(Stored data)
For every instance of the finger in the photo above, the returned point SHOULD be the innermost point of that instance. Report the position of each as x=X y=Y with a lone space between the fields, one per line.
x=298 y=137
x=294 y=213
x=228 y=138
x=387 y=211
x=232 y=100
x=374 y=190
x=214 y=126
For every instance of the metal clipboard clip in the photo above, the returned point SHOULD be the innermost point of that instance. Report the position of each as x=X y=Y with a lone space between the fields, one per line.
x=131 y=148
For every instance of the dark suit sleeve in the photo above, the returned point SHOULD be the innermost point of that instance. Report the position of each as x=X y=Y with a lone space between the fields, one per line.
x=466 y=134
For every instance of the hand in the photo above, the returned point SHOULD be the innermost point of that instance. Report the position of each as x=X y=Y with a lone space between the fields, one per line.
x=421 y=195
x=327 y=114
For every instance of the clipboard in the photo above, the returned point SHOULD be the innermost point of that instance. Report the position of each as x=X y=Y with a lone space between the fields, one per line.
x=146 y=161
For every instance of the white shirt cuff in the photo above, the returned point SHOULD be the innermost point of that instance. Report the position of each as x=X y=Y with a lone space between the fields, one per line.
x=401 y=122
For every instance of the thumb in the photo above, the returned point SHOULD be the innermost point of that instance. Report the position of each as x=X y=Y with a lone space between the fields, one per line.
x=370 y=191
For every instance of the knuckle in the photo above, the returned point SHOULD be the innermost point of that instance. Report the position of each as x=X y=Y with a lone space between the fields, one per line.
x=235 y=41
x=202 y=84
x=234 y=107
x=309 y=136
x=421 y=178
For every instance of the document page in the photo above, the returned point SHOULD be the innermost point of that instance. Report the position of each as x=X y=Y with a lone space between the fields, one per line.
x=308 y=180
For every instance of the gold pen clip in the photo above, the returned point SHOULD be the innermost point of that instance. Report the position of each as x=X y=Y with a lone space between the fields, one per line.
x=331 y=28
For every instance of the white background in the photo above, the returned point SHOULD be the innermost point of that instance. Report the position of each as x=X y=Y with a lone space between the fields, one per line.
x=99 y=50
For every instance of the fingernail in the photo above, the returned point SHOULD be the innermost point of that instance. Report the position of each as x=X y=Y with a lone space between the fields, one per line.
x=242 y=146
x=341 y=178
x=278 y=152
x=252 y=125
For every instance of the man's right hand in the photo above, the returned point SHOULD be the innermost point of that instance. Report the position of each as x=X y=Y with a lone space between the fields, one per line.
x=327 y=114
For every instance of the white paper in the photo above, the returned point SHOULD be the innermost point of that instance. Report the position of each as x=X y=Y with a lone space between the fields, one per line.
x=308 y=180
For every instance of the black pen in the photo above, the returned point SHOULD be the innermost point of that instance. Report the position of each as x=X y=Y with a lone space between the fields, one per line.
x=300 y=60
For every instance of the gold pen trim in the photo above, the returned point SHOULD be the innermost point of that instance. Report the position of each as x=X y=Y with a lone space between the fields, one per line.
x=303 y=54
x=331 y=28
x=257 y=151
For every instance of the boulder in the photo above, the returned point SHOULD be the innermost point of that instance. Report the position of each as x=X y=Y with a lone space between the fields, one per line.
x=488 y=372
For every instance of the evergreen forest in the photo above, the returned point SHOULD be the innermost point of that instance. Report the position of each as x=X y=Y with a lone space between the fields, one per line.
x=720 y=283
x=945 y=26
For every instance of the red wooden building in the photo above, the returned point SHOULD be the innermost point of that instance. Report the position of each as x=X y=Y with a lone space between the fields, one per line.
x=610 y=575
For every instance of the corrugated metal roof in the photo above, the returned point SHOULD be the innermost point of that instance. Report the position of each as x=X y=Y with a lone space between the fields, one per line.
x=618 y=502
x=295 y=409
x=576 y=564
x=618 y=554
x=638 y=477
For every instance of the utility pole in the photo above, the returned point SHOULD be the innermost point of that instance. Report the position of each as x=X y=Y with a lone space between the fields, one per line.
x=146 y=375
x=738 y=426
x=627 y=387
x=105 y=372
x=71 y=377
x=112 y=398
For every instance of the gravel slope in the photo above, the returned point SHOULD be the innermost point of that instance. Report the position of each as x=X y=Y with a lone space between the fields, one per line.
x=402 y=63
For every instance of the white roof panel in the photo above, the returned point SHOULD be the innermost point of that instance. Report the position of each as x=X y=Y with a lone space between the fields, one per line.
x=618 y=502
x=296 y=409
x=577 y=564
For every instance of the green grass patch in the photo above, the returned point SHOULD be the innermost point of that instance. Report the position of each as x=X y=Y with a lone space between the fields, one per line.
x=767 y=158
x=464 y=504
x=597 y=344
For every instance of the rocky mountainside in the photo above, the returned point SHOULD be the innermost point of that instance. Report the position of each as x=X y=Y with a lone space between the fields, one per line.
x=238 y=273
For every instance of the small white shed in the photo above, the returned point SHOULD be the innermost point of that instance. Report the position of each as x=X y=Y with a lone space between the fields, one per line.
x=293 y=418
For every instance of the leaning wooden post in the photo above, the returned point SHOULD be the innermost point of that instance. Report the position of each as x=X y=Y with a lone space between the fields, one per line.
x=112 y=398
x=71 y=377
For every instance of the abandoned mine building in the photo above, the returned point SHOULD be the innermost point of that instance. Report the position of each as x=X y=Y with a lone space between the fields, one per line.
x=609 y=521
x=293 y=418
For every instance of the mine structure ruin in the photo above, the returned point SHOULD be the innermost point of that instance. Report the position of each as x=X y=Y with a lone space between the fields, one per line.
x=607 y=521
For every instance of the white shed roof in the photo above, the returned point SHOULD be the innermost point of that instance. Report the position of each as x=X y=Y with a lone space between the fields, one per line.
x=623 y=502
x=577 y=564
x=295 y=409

● The request
Reproduce verbatim the part of the material above that begins with the line containing "For every instance of the utility" and ends with the line containing "x=597 y=344", including both of those lines.

● Output of the task
For every instance of the utility pole in the photo above, the returned point SHOULD be the innermost point of that instance. Report the position of each as x=X y=Y with a lone space between the fields, one per line.
x=146 y=375
x=738 y=426
x=627 y=387
x=105 y=372
x=71 y=377
x=112 y=398
For every instance of the gravel slope in the photo above, the returned point SHOULD be the innermost point of that instance. Report the position of each as x=X y=Y with a lone space between the fields, one per line.
x=402 y=63
For every instance of the white roof panel in the photo above, the returned point SHOULD be the innermost point of that instance. Report the position of each as x=X y=Y with a lone space between the fields, one per line.
x=618 y=502
x=296 y=409
x=577 y=564
For every instance of the green grass patch in the photo above, the returned point SHOULD be the innermost point of that instance. Report the position of each as x=X y=Y with a lone space between the fields, one per line.
x=767 y=158
x=464 y=504
x=597 y=344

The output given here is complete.